SELECTED PASSAGE:

Duration: 1 Semester
Credit: 0.5
Prerequisite: 2 credits high school history

International Relations

IR/PCS is an interdisciplinary course that focuses on the social, political and economic issues that have shaped the contours of the modern geopolitical landscape. Students will learn about the structure and function of the modern state system and will study the historical landmarks of its evolution, from the Treaty of Westphalia to 9/11. Major topics in this course include globalization and its impact, international law and human rights, poverty and inequality, security policy, terrorism and the growth of transnational environmental movements. The second semester of this course will incorporate hands-on case studies employing predictive analytics to help students analyze and evaluate the conditions that predispose states to civil conflict. Students will be introduced to a variety of data sets and analytic tools including Watson Analytics and Python. This element of the course is designed to equip students with both the knowledge base and the analytical tools needed to understand and evaluate many major issues relating to international security. Beyond this, students will be challenged to cultivate an ethic of stewardship toward the global commons, to see themselves both as agents of change and as members of a global community and to work together to posit thoughtful and creative solutions to the global challenges of the 21st century.


Duration: 2 Semesters
Credit: 1.0
Prerequisite: 2 credits high school history

U.S. History

The U.S. History course takes a chronological look at the history of the U.S., from early Native American civilizations to the present day. Students will learn to interpret a variety of sources: both primary and secondary source documents. Oral and written reports will be assigned as deemed appropriate by the instructor reflecting both student interest and class emphasis.

GIVEN EXERCISE A:
Answer these questions using the course descriptions:
(i) Which two analytic tools are named for the International Relations course?
(ii) What historical landmarks mark the endpoints of the modern state system's evolution as students study it?
(iii) Where does the chronological span of the U.S. History course begin?
GIVEN EXERCISE B:
Reproduce the course descriptions verbatim, from "Duration: 2 Semesters" to "and class emphasis.".

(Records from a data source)
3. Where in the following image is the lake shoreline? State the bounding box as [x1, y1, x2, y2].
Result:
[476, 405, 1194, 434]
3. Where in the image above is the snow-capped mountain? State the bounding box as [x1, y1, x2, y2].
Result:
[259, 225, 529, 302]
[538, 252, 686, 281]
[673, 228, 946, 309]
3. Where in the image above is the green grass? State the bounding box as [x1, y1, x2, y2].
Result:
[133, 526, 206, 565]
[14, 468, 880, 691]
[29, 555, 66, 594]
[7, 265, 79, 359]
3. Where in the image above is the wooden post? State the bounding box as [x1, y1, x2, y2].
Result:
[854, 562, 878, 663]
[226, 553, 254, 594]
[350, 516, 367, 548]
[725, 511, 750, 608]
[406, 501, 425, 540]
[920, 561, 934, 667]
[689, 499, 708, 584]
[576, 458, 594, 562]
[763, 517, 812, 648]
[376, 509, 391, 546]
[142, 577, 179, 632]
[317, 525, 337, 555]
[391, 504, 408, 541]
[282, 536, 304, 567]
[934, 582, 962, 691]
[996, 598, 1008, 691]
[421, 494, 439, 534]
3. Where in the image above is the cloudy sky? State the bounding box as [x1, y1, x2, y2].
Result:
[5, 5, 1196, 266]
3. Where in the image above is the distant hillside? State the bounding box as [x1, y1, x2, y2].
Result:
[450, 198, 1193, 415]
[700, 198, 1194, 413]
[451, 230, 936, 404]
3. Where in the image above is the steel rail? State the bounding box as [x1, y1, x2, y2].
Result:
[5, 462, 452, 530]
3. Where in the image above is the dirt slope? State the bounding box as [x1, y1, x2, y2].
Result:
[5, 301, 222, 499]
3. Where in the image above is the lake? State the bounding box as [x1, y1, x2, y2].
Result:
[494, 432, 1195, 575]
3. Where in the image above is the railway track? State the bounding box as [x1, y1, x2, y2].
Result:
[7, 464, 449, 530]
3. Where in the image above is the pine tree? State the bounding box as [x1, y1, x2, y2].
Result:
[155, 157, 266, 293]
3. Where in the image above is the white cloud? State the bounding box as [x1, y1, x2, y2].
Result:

PROBLEM SOLUTION A:
(i) Watson Analytics and Python.
(ii) The Treaty of Westphalia and 9/11.
(iii) With early Native American civilizations.

PROBLEM SOLUTION B:
Duration: 2 Semesters
Credit: 1.0
Prerequisite: 2 credits high school history

U.S. History

The U.S. History course takes a chronological look at the history of the U.S., from early Native American civilizations to the present day. Students will learn to interpret a variety of sources: both primary and secondary source documents. Oral and written reports will be assigned as deemed appropriate by the instructor reflecting both student interest and class emphasis.